Colleen: – So you say you have 100 women in your Excel sheet and you narrow it down to 31.
How did you go about picking which women would be in the book?
Lori: Well, I had a
couple of different, well, obviously, not obviously, I really wanted, I tried to make
sure to make it as diverse as possible because, you know, like, I need to use my
voice to promote women in other countries and other ethnicities and other fields and
whatnot. But A lot of it came down to the availability of information to me,
and now I do my research process is really multi -layered. I started out with the
internet, but the internet you can never trust. So the internet I used to give
ideas, right? And from there I go to book, rare book rooms and archives and blah,
blah, blah, blah, and a lot of the women had maybe no mentions in the
New York Times archive, or there was maybe a book written about them 50 years ago.
So for those women, I just had to give up the quest for this particular book,
because if I were writing just a regular biography, I would travel,
and I would go further. But with 31 women, I had to give myself some limitation.
And I also, I know that there are some other really fabulous books out there about
female artists in different, you know, there are some that are just general,
some that are focused on New York City, and those are wonderful, but I wanted to
include some other women that were in the creative arts as well, because
although I kind of have personally like evolved around the art world, I’m not an
artist. And I think that like, what I do is just as important as an artist. And
that the same for these, these women. So I tried to go with like, writing and
music and performance and architecture and design, as well as artists.
Bridgett: Yeah, that was something I really enjoyed about your book is that it was so
diverse, that we got to hear about so many different women that were from all over.
And another thing that stood out to me, which it’s not surprising, is the number of
men that took credit for the work of so many women. How, how were you able to
really, I mean, you just talked about how you researched, but how could you find
out how, you know, they had to really dig to get to, to get their really,
their real story out. I can’t even talk. I’m so mad about it, I can’t even talk.

GIVEN ENTRIES -
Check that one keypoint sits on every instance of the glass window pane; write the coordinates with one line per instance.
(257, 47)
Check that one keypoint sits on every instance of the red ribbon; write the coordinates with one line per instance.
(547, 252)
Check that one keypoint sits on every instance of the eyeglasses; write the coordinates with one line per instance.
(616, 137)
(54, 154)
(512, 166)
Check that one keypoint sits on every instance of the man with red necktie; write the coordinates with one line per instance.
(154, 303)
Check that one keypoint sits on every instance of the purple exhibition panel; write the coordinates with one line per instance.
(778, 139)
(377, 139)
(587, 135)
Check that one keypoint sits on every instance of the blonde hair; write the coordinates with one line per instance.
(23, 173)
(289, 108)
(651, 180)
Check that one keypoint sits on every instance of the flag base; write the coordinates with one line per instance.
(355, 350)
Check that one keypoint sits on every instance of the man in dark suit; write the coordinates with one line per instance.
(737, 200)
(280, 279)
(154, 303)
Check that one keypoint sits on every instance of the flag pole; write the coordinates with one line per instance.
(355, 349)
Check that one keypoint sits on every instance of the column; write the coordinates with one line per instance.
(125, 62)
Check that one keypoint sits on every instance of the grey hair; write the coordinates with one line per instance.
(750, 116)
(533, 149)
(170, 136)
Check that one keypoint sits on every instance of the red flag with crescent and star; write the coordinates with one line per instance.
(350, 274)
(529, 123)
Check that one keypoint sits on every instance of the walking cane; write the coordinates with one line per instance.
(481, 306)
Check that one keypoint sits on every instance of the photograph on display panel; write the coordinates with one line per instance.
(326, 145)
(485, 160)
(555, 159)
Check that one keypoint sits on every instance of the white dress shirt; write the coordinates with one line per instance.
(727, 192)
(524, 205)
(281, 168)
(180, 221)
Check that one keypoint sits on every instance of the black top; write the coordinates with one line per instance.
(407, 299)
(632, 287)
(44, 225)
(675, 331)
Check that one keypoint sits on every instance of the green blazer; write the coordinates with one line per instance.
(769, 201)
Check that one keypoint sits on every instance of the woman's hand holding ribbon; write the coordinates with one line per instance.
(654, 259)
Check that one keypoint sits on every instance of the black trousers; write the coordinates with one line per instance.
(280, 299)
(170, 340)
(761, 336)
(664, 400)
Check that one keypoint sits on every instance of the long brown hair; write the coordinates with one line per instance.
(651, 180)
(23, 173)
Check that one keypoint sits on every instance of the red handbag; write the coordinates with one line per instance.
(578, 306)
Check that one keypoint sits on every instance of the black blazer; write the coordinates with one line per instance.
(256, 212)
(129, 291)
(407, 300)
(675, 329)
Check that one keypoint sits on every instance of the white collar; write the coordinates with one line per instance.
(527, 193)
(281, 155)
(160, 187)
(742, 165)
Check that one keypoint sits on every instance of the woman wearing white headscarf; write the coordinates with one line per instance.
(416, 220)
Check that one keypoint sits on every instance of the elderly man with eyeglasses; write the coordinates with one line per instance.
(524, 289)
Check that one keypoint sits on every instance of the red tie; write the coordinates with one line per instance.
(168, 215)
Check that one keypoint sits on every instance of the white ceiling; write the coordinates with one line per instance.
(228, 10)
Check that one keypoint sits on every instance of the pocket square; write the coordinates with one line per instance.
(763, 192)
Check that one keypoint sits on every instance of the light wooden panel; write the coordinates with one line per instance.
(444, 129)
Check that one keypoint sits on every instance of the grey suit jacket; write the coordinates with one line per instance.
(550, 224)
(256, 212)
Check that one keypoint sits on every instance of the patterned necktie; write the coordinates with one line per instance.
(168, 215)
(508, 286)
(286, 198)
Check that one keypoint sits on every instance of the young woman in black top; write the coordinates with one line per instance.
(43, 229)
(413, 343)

* * *

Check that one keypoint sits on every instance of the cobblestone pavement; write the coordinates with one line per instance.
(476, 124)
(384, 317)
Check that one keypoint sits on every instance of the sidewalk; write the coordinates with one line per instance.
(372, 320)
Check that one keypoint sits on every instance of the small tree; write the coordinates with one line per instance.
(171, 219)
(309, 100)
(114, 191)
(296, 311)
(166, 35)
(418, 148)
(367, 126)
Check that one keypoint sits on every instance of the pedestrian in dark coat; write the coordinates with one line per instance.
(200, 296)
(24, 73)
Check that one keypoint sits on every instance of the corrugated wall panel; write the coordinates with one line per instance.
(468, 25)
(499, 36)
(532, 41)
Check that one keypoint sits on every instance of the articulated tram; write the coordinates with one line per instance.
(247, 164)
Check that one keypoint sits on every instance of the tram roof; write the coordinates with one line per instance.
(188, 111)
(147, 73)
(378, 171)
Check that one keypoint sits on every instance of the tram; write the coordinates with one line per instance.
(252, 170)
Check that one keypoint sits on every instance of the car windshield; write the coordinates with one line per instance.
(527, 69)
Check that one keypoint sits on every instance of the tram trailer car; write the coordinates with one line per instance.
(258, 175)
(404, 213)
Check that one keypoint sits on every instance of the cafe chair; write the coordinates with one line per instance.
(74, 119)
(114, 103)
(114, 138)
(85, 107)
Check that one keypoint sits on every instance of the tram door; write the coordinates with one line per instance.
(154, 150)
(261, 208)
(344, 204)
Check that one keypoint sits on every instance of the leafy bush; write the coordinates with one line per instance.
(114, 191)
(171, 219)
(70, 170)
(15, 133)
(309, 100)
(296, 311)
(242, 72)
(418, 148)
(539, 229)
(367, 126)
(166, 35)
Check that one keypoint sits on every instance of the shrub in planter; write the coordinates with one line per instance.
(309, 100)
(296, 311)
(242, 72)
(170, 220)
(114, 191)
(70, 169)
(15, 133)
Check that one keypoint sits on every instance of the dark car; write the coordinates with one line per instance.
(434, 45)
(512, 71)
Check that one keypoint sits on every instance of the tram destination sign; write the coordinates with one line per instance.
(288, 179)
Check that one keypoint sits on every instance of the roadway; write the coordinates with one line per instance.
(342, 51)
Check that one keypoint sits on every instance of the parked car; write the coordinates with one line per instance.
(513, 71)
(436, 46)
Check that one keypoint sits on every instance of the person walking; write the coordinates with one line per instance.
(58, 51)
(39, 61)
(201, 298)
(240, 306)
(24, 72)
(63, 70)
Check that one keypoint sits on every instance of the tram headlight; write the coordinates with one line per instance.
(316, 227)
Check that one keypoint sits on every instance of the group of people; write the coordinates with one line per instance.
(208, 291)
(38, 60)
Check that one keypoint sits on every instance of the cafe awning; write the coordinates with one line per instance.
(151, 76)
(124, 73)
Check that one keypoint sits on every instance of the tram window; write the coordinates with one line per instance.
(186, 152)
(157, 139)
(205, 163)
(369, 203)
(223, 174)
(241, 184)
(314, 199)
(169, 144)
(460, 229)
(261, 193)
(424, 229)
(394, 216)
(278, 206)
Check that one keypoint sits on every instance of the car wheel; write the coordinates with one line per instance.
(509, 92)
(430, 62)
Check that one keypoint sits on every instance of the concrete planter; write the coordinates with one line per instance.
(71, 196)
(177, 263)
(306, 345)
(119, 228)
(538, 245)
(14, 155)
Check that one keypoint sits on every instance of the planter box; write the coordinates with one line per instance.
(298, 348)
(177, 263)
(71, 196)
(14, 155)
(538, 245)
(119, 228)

--

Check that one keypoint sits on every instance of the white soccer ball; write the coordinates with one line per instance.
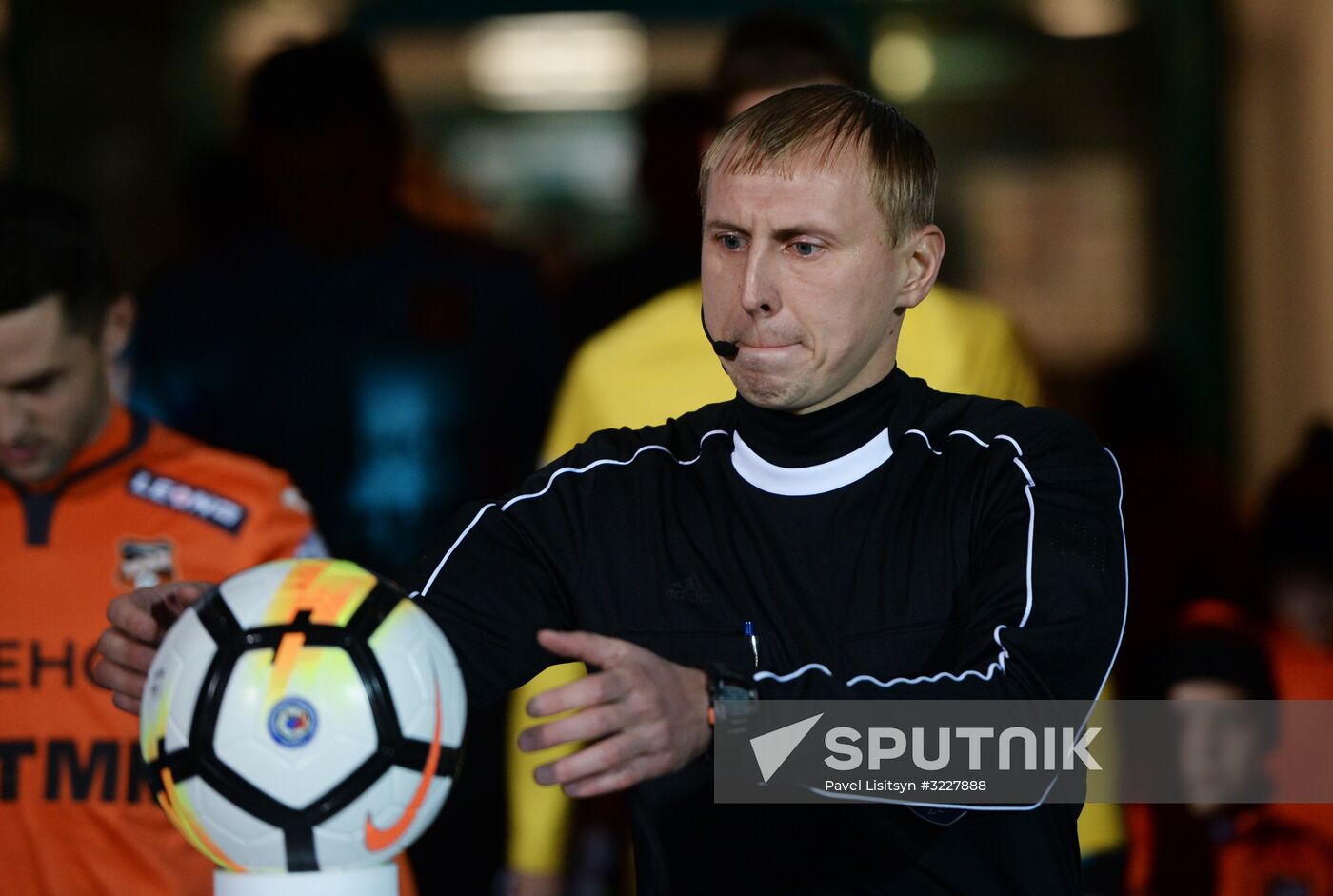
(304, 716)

TASK STATEMENT -
Answer these questions from the interview transcript:
(a) How many women did Lori narrow her list down to?
(b) Where did Lori start her research process?
(c) Besides artists, which creative fields did she try to include?

RESPONSE TO THE EXERCISE -
(a) 31 women.
(b) The internet.
(c) Writing, music, performance, architecture, and design.